### Text extract
- Born: 9 January 1974 (age 51) Rovaniemi, Finland
- Occupation: Director
- Website: peteriski.com

= Pete Riski =

Finnish director

Pete Riski (born 9 January 1974) is a Finnish music video director. He has directed music videos for hard rock band Lordi, among others, and directed the 2008 horror film Dark Floors.

== Biography ==
Riski was born in Rovaniemi and studied from 1992 to 1996 on Tornio College of Arts and Media in Kemi. He is currently a freelance director. He has worked for the following companies: Rattling Stick from UK, Sons and Daughters from Canada and the Helsinki-based Directors Guild.

== Filmography ==

=== Music videos ===
- Nylon Beat – Viimeinen
- Nylon Beat – Seksi vie ja taksi tuo
- Nylon Beat – Syytön
- Come Inside – Hold Me Now
- Z-MC: The Drum & the Bass
- Waldo's People – U Drive Me Crazy
- Waldo's People – 1000 Ways
- Jonna Tervomaa – Yhtä en saa
- Egotrippi – Koivuniemen herra
- Paleface – The Ultimate Jedi Mind Trick – Episode IV
- Lordi – Would You Love a Monsterman?

### Stored rows

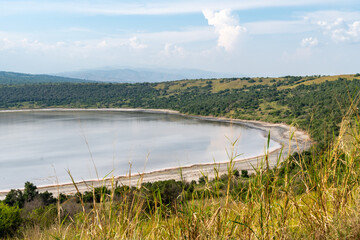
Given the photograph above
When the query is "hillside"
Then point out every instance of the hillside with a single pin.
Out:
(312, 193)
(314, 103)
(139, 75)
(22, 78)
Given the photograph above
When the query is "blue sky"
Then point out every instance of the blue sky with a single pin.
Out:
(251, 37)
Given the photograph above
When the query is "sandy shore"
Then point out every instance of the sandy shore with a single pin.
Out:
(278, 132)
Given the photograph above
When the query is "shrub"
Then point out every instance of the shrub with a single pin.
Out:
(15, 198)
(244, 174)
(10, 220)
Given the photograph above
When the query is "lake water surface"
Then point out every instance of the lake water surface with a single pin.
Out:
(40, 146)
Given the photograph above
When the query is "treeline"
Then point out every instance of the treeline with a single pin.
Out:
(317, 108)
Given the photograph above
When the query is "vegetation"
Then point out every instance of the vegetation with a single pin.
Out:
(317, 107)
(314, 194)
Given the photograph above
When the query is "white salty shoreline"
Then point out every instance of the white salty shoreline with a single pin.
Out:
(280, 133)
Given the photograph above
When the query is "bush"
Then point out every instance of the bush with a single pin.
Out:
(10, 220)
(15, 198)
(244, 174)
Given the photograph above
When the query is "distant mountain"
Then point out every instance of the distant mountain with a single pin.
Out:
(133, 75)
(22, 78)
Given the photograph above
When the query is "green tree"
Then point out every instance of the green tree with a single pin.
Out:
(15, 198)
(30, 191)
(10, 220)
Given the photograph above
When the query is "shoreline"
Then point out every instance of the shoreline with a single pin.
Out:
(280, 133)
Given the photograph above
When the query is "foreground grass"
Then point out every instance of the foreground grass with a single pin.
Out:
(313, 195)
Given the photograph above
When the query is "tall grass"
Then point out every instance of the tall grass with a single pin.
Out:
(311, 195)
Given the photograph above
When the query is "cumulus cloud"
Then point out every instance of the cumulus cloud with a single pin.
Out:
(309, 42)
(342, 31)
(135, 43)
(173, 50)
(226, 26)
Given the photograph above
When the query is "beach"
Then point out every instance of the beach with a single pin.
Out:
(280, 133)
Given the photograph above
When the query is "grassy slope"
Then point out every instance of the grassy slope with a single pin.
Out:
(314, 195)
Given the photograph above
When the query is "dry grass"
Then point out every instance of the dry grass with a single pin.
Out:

### Objective 1
In the Pete Riski page above, which school did Riski attend from 1992 to 1996?
### Objective 2
Pick up the Pete Riski page after its last line and keep writing it.

### Final result 1
Tornio College of Arts and Media in Kemi.

### Final result 2
- Lordi – Devil Is a Loser
- Lordi – Blood Red Sandman
- Lordi – Hard Rock Hallelujah
- Lordi – It Snows in Hell
- Lordi – Who's Your Daddy?
- Husky Rescue – New Light of Tomorrow
- Husky Rescue – Caravan
- Husky Rescue – They Are Coming
- Negative – End of the Line

=== Movies ===
- 1997: Samuli Edelmann: Huilunsoittaja (short film)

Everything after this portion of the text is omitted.